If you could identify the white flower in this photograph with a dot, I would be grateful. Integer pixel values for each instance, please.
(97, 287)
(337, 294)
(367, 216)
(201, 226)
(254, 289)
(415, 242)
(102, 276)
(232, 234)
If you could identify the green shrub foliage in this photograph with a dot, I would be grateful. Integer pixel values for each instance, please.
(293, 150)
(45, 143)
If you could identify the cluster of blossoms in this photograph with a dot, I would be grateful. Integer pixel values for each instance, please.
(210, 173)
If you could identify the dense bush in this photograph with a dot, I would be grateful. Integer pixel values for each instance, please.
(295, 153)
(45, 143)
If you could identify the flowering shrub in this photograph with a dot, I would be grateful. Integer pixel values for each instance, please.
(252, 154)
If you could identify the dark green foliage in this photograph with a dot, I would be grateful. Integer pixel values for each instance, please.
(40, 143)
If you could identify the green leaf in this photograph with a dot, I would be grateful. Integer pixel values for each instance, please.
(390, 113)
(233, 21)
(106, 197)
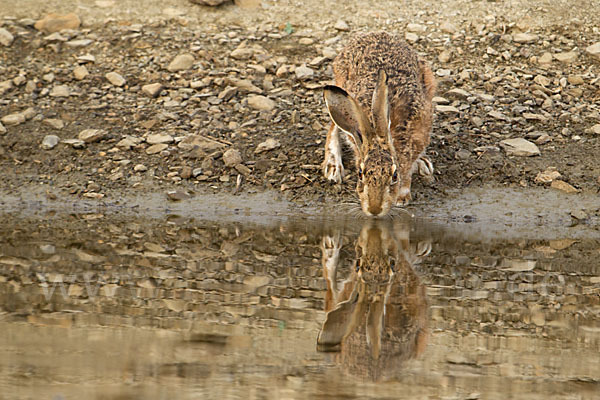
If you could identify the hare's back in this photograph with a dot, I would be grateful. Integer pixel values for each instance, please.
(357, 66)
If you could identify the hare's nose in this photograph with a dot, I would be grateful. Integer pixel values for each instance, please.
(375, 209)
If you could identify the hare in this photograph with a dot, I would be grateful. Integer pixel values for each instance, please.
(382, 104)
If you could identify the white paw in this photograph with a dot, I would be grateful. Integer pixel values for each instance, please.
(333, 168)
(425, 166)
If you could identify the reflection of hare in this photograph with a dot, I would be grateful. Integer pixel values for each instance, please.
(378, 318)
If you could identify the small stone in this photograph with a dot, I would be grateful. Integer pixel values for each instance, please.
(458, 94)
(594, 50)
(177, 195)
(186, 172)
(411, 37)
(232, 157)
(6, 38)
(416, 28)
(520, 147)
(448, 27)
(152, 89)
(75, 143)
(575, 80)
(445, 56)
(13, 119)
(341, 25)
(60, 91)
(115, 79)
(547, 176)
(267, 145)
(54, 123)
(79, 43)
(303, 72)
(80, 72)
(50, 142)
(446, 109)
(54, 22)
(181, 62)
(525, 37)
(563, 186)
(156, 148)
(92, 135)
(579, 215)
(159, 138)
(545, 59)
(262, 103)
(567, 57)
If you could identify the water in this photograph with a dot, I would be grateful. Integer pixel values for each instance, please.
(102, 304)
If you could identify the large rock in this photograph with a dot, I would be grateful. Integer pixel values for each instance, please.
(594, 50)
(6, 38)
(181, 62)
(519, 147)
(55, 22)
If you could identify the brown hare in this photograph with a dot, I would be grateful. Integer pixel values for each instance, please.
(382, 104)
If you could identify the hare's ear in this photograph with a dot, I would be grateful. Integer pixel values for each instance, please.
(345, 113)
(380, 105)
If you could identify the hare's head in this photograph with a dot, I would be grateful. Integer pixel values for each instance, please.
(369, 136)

####

» WHAT IS BEING ASKED:
Quote the entries above word for word. Leave the images out.

» RESPONSE:
If you could identify the white flower in this photograph with a dot, I would be grateful. Integer pixel values for each instance, please.
(97, 287)
(337, 294)
(367, 216)
(201, 226)
(254, 289)
(415, 242)
(102, 276)
(232, 234)
If you could identify the green shrub foliage in this photograph with a dot, I would be grateful. Integer pixel values for each instance, please.
(293, 150)
(45, 143)
If you could identify the cluster of blossoms in this photograph with a dot, I would be grateful. Integer pixel values for each instance, please.
(210, 173)
If you could identify the dense bush in this photograph with a dot, I would be grateful. Integer pixel values for each instance, please.
(295, 153)
(45, 143)
If you could identify the flowering shrub in this photograph with a dot, I would be grateful. Integer pixel values for each instance, please.
(252, 154)
If you could identify the dark green foliage in this photograph with a dot, I would be grateful. Integer pixel values for each instance, please.
(40, 143)
If you could identify the green leaf in this photograph with a dot, I would be grateful. Integer pixel values for each instance, please.
(390, 113)
(233, 21)
(106, 197)
If you could identify the hare's back in this photograph with a dot, I would be grateful. Integer pixel values for each instance, please.
(357, 66)
If you could identify the hare's nose in this photograph with a dot, I would be grateful. Integer pixel values for each instance, please.
(375, 209)
If you could identify the hare in this photograph with a dot, I would be grateful. Integer pixel values for each instance, please.
(382, 104)
If you could identify the white paw in this photograph with a dot, I would be grateful. Integer pixel values for each instance, please.
(333, 168)
(425, 166)
If you could identify the reflection of hare in this photograph with a dot, I would be grateful. Integer pixel values for each instance, please.
(378, 318)
If you could identify the small stone in this photograph with a dot, I would be grateful. Integer pixel values for each instance, please.
(458, 94)
(594, 50)
(177, 195)
(186, 172)
(411, 37)
(232, 157)
(6, 38)
(416, 28)
(520, 147)
(448, 27)
(152, 89)
(75, 143)
(575, 80)
(445, 56)
(13, 119)
(341, 25)
(60, 91)
(115, 79)
(547, 176)
(267, 145)
(54, 123)
(79, 43)
(303, 72)
(80, 72)
(50, 142)
(446, 109)
(54, 22)
(181, 62)
(525, 37)
(563, 186)
(156, 148)
(92, 135)
(579, 215)
(159, 138)
(545, 59)
(262, 103)
(567, 57)
If you could identify the water in this photograph with a dot, I would be grateful. Integer pixel values for each instance, please.
(102, 304)
If you could identify the large rock in this photograph with a dot, I would be grateful. Integer pixel values for each instance, please.
(594, 50)
(6, 38)
(181, 62)
(519, 147)
(55, 22)
If you could identify the brown hare in this photograph with a dot, I would be grateful. Integer pixel values for each instance, please.
(382, 104)
If you could identify the hare's ear in this photograph with a dot, I would be grateful. Integer pixel values for each instance, please.
(345, 113)
(380, 105)
If you could identify the hare's head in this photograph with a dot, I would be grateful. Integer pixel values for each instance, please.
(369, 136)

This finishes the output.